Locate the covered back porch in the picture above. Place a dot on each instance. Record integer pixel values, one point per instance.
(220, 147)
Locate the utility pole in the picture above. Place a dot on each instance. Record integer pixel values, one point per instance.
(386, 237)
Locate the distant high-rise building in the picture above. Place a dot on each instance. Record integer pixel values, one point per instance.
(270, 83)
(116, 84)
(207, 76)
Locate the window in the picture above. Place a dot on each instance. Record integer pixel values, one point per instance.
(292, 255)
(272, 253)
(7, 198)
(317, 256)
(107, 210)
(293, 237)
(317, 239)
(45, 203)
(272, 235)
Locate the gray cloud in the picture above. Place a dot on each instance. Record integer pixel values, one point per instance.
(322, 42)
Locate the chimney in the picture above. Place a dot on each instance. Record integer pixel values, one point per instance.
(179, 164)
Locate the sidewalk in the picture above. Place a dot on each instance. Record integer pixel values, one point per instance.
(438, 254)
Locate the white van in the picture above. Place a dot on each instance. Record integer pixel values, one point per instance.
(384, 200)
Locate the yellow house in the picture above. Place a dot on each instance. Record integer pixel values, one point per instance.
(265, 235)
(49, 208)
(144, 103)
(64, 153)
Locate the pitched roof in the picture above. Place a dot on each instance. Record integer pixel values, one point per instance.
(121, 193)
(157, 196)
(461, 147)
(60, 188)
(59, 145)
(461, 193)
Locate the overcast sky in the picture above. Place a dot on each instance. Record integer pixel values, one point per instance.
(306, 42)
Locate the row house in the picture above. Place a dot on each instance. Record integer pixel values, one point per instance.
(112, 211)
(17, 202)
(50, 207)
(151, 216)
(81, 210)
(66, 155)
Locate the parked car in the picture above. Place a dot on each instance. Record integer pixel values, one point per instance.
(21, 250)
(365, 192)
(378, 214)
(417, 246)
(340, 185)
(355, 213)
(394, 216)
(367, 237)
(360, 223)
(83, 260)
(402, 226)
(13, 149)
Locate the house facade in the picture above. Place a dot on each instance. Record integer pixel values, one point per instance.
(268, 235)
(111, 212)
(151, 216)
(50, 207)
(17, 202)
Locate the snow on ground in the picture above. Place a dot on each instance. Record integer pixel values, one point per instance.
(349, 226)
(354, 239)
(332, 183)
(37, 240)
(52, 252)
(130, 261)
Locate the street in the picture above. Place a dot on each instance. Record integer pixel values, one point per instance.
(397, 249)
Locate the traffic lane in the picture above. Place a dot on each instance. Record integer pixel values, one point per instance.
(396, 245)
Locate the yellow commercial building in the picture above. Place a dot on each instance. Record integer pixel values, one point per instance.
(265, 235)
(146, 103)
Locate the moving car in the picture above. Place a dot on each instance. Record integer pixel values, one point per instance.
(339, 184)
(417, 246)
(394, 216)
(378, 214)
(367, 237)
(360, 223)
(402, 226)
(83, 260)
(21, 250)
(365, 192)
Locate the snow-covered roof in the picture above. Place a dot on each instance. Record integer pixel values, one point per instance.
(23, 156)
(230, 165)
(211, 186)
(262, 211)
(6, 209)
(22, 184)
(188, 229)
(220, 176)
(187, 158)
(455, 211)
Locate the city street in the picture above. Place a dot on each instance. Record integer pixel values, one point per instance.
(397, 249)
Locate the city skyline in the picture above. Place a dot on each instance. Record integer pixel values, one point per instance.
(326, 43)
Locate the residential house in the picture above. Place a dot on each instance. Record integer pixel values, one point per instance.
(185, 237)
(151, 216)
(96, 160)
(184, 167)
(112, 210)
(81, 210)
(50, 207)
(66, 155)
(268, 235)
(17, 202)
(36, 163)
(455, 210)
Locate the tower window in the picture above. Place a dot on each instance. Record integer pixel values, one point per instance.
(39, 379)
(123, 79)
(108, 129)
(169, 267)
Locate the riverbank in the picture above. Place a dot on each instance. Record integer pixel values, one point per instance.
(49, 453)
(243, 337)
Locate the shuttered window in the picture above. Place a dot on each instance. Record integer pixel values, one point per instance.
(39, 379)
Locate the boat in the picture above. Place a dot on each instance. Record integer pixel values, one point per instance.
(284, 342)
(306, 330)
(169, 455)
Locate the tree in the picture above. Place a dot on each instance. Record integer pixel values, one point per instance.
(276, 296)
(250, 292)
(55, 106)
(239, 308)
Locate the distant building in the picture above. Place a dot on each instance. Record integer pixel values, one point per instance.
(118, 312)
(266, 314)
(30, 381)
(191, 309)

──────

- [What is asked]
Copy out all of the data exactly, leaving nothing out.

- [Output of the task]
Locate the covered back porch in the picture above. Place a dot on each instance. Record integer pixel values, one point per instance.
(220, 147)
Locate the utility pole in the picture above. Place a dot on each instance. Record integer pixel values, one point per instance.
(386, 237)
Locate the distant high-rise building in the picture above. Place a dot on each instance. Record integer pixel values, one point per instance.
(270, 83)
(116, 84)
(207, 76)
Locate the window in the picture above. Place a dot on each instance. Record integer pixel values, one point per instance.
(292, 255)
(272, 253)
(7, 198)
(317, 256)
(107, 210)
(293, 237)
(317, 239)
(45, 203)
(272, 235)
Locate the gray cloud in the picture above. Place a dot on each instance. Record integer pixel values, one point per instance.
(322, 42)
Locate the chimney in the picture above. Place a dot on each instance. Record integer pixel values, one point per instance.
(179, 164)
Locate the sidewalk in the picture above. Place a dot on each instance. Record integer pixel values, one point per instance.
(438, 254)
Locate the white van in the picture above. Place a dot on each instance. Record integer pixel values, one point per instance.
(384, 200)
Locate the yellow house in the picture above. Place a dot on each instance. Record integer pixel values, one point per instance.
(265, 235)
(49, 208)
(144, 103)
(64, 153)
Locate the pitched roof in the picture above. Place a dot on each instance. Record integer pixel values, one point per instance.
(121, 193)
(157, 196)
(461, 147)
(60, 188)
(59, 145)
(461, 193)
Locate the overcast sky in the picture above. Place a dot on each instance. Record integer pixel values, one point per instance.
(306, 42)
Locate the row house in the picture above. Place a dot on each instance. Record integer pixel values, one point per instance.
(112, 211)
(17, 202)
(50, 207)
(151, 216)
(81, 210)
(66, 155)
Locate the parked car in the picture above. Place a dot on each instance. Record integer pixel values, one point per instance.
(21, 250)
(365, 192)
(378, 214)
(417, 246)
(340, 185)
(355, 213)
(394, 216)
(367, 237)
(360, 223)
(83, 260)
(402, 226)
(13, 149)
Locate the house facade in the picture above. Place a dot on each instance. Record integer pixel values, one point per instance.
(268, 235)
(111, 212)
(151, 216)
(50, 207)
(17, 202)
Locate the snow on ground in the picture above. Place a dot on each instance. Record integer pixel values, one point per instance.
(349, 226)
(354, 239)
(332, 183)
(37, 240)
(52, 252)
(130, 261)
Locate the street in the picture above. Place a dot on each instance. Record integer pixel values, one point per instance.
(397, 249)
Locate the traffic lane in the picture above. Place a dot on each instance. Record integer pixel values, one point per instance.
(396, 245)
Locate the yellow commercial building in the picture above. Place a dot on each instance. Record integer pixel values, one point per instance.
(265, 235)
(146, 103)
Locate the moving car in the picture above. Place a dot on each instance. Record integer pixel values, one point per instance.
(339, 184)
(417, 246)
(394, 216)
(378, 214)
(367, 237)
(360, 223)
(402, 226)
(83, 260)
(21, 250)
(365, 192)
Locate the snow-covered roof in the picture above. Place a dot on each instance. Record integer pixel values, one point per instance.
(23, 156)
(230, 165)
(211, 186)
(262, 211)
(6, 209)
(22, 184)
(188, 229)
(220, 176)
(187, 158)
(455, 211)
Locate the city street in the picture above. Place a dot on each instance. Record integer pixel values, one point per instance.
(397, 249)
Locate the city skyline in the picture above. Place a dot on each instance. Record integer pixel values, one point per instance.
(326, 43)
Locate the residential house in the picture above. Place a dot on each instance. Record integer pixel values, one point per instance.
(185, 237)
(151, 216)
(96, 160)
(184, 167)
(112, 210)
(81, 210)
(50, 207)
(66, 155)
(268, 235)
(17, 202)
(36, 163)
(455, 210)
Locate the tower window in the picture above. Place a dot on each instance. Record integer pixel values, one point per instance.
(39, 379)
(123, 79)
(108, 129)
(169, 267)
Locate the riverbank in the picture above. Place a dot on each instance. Record integer pixel values, one point per instance.
(49, 453)
(243, 337)
Locate the shuttered window in the picture above. Place a dot on each instance. Record integer pixel values, one point per instance.
(39, 379)
Locate the boat in the picture above. Place a dot on each instance. Record integer pixel values, one point per instance.
(284, 342)
(306, 330)
(169, 455)
Locate the tree in the picture above. Place a dot on each instance. Record integer pixel values, one point per instance.
(276, 296)
(250, 292)
(55, 106)
(239, 308)
Locate the distant building in the picture above. Place a dot on each instance. Record integer pixel values, one point per instance.
(118, 312)
(266, 314)
(30, 381)
(191, 309)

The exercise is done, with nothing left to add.